» **What you should do**
Print back every record below, exactly as it stands.

(Dataset entries)
Content starts

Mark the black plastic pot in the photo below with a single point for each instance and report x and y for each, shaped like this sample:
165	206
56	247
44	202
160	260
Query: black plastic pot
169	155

Content ends

» **The answer**
Mark the black plastic pot in the photo below with a single point for each instance and report x and y for each, shaped like this sample:
165	206
56	247
44	202
160	260
Query: black plastic pot
169	155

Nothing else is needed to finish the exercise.